Selected excerpt:
★ ★ ★ ★

Strictly speaking, the federal backstop Output-Based Pricing System (OBPS) for large industrial emitters does NOT apply to major oil and gas companies. Alberta major oil and gas companies fall under the provincial system instead.
Under Alberta's Technology Innovation and Emissions Reduction Regulation (TIER) pricing regime, O&G companies pay pennies on the dollar in carbon costs. The current scheme is ineffective.

The purpose of the OBPS and its provincial counterparts is not to expose heavy emitters to the carbon price, but to shield them from it, so they can remain competitive in global markets. [Federal and provincial carbon pricing systems do not impair large industrial emitters' profits — or reduce their emissions. Oilsands emissions do nothing but climb year after year.

The federal OBPS is a joke, but AB's system is even worse. TIER dollars are effectively recycled back to industry to fund carbon capture technology and research. Projects industry should be paying for in the first place.
Failure by design.

Excellent points. The thing is, oil sands are expensive to exploit for oil, so the cost of extracting and processing bitumen is higher than what the Suadis et al pay to pump their easier oil to the surface. Anything that puts a lid on costs (lower CT rates, massive public subsidies, etc) is therefore most welcome.

★ ★ ★ ★

Extracted records:
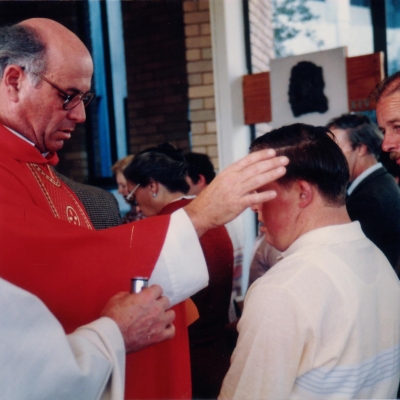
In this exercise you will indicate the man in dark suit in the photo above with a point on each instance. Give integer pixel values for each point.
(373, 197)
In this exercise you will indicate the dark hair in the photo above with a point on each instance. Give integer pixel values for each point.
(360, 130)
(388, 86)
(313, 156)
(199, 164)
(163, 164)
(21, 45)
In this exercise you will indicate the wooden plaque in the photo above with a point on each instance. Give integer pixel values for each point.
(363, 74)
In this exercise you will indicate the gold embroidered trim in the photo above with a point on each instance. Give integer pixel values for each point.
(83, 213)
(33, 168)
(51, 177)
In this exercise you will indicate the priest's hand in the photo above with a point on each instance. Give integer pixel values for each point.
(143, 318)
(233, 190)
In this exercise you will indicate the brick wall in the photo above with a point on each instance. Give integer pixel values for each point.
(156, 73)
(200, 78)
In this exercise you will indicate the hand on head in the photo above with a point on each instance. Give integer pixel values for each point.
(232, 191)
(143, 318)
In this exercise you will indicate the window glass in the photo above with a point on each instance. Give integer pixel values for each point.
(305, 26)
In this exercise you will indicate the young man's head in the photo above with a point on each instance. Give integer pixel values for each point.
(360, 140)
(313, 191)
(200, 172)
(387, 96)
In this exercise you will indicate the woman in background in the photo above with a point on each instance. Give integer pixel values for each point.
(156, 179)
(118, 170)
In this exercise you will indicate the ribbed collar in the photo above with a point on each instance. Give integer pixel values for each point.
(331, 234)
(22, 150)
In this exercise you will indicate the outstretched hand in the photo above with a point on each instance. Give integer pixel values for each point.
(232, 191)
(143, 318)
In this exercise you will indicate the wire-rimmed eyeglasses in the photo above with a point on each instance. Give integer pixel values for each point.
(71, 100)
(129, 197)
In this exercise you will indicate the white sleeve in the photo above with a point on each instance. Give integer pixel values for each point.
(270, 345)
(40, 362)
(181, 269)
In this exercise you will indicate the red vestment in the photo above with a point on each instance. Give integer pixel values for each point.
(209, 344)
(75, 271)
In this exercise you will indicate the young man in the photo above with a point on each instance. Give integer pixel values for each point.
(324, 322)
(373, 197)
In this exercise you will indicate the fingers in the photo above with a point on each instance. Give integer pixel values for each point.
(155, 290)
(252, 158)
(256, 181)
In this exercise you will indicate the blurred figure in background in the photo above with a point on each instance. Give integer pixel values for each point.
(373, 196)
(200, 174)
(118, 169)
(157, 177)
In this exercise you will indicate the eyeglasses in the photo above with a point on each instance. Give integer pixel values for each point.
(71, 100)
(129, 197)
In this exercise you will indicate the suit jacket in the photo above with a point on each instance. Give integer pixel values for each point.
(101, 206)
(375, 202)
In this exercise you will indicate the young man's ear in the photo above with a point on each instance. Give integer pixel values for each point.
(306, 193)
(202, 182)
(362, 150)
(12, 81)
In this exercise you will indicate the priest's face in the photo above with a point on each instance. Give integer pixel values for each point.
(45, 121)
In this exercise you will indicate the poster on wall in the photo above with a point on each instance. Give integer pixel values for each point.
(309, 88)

★ ★ ★ ★

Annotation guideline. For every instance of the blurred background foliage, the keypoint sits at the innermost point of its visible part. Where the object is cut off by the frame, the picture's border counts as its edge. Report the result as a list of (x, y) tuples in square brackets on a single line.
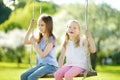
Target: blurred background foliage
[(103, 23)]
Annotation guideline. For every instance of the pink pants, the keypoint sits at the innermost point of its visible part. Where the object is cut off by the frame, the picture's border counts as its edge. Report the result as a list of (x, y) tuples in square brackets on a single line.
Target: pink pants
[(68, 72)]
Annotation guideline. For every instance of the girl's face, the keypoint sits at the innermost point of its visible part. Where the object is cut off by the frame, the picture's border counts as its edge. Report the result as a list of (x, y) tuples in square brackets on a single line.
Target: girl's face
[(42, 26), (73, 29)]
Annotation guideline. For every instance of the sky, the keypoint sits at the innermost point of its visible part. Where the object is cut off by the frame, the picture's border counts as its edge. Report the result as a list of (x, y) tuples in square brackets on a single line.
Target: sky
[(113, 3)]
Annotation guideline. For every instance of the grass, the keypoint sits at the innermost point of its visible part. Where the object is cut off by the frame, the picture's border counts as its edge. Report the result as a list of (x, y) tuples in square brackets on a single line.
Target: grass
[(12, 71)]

★ ★ ★ ★

The task: From the text on carbon pricing, return the part that opens with the words containing "Strictly speaking, the" and closes with "scheme is ineffective.". The listing comes from a separate source unrelated to the text.

Answer section:
Strictly speaking, the federal backstop Output-Based Pricing System (OBPS) for large industrial emitters does NOT apply to major oil and gas companies. Alberta major oil and gas companies fall under the provincial system instead.
Under Alberta's Technology Innovation and Emissions Reduction Regulation (TIER) pricing regime, O&G companies pay pennies on the dollar in carbon costs. The current scheme is ineffective.